» **What to produce**
Copy out each of the following lines word for word.

» **Data supplied**
------
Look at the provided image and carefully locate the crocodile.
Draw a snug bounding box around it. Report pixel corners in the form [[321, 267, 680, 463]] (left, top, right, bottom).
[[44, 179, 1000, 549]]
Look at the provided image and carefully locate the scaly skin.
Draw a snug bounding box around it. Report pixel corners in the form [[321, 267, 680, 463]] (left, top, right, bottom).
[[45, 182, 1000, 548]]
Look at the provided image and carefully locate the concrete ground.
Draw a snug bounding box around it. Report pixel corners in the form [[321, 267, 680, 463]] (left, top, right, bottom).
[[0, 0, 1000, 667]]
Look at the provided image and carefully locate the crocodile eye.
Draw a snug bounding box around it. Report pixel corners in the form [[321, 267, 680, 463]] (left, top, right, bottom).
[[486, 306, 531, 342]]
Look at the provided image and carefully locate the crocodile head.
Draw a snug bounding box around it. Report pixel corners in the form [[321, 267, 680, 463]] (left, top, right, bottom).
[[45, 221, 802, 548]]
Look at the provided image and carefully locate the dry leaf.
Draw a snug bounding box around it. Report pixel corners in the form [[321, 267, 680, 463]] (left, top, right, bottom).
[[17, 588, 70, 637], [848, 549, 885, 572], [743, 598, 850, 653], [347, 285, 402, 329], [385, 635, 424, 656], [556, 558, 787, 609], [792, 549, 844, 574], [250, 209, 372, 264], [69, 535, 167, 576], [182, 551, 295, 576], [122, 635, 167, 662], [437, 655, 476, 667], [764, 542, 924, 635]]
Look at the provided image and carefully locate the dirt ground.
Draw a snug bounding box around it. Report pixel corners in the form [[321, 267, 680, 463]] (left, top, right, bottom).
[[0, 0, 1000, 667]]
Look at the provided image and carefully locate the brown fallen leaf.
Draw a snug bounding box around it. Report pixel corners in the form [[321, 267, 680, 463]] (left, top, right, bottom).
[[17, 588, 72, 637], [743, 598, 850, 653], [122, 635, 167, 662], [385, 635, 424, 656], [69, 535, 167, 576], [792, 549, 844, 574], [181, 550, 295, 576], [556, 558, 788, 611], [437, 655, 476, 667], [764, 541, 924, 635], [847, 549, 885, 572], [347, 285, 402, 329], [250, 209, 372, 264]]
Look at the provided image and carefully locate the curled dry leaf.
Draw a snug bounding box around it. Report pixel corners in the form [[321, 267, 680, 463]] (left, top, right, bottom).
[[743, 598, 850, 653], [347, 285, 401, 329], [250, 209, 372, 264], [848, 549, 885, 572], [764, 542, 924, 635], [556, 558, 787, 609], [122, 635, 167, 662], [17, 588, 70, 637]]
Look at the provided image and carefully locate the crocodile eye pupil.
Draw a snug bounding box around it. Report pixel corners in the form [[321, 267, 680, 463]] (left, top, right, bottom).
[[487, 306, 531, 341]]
------
» **Finished task**
Look at the provided image and carefully locate the crocodile.
Draw a snug bounding box around it. Report pixel corners in the form [[321, 267, 680, 463]] (left, top, right, bottom).
[[44, 179, 1000, 549]]
Look at the provided image and carefully locate the scaly skin.
Draw a snug bounding box around it. Report pixel corners in the form [[321, 267, 680, 463]] (left, top, right, bottom).
[[45, 182, 1000, 548]]
Look at the provided image and carefully locate the concrete ground.
Draw a snug bounding box around it. Report pixel corners in the form [[321, 267, 680, 463]] (left, top, right, bottom).
[[0, 0, 1000, 667]]
Look at the provided image and carefully locate the crocodile eye.
Draw a snug bounding box around it. Report pixel corners in the form [[321, 267, 680, 463]] (left, top, right, bottom).
[[486, 306, 531, 342]]
Look at the provided image and carefully locate the crocodile head.
Draw a snug bounding box around it. Report pixel corners in the form [[321, 267, 680, 463]] (left, top, right, bottom).
[[45, 221, 802, 548]]
Look at the provided image and carefully locate the dry leaf.
Draw a snug bounding box around it. Report pixel corners in the form [[321, 267, 680, 463]] (left, top, right, bottom).
[[17, 588, 70, 637], [848, 549, 885, 572], [743, 598, 850, 653], [347, 285, 402, 329], [385, 635, 424, 656], [556, 558, 787, 609], [792, 549, 844, 574], [250, 209, 372, 264], [69, 535, 167, 576], [182, 551, 295, 576], [122, 635, 167, 662], [437, 655, 476, 667], [764, 542, 924, 635]]
Look at the provided image and carefully locate the dirt ground.
Draw a snug bounding box around it. Report pixel corners in the form [[321, 267, 680, 463]] (left, top, right, bottom).
[[0, 0, 1000, 667]]
Look at the provided image and carefully locate the brown fallen leaf.
Draw a snug bounding box around it. Report pixel corners in the form [[321, 267, 680, 463]] (left, top, right, bottom).
[[17, 588, 72, 637], [743, 598, 850, 653], [122, 635, 167, 662], [385, 635, 424, 656], [69, 535, 167, 576], [792, 549, 844, 574], [181, 550, 295, 576], [556, 558, 788, 611], [437, 655, 476, 667], [764, 541, 924, 635], [847, 549, 885, 572], [347, 285, 402, 329], [250, 209, 372, 264]]
Look at the provided image and carefully locate the curled dry leaf.
Draw a snug bounding box around it. Report pixel corners in the form [[321, 267, 680, 463]] (left, top, right, bottom).
[[743, 598, 850, 653], [347, 285, 401, 329], [250, 209, 372, 264], [848, 549, 885, 572], [764, 542, 924, 635], [556, 558, 787, 609], [122, 635, 167, 662], [17, 588, 70, 637]]
Look at the provided image and carefully locate the crocodile eye pupil.
Draw a snug bounding box around it. Report pixel corners in the form [[321, 267, 680, 463]] (left, top, right, bottom).
[[487, 306, 531, 341]]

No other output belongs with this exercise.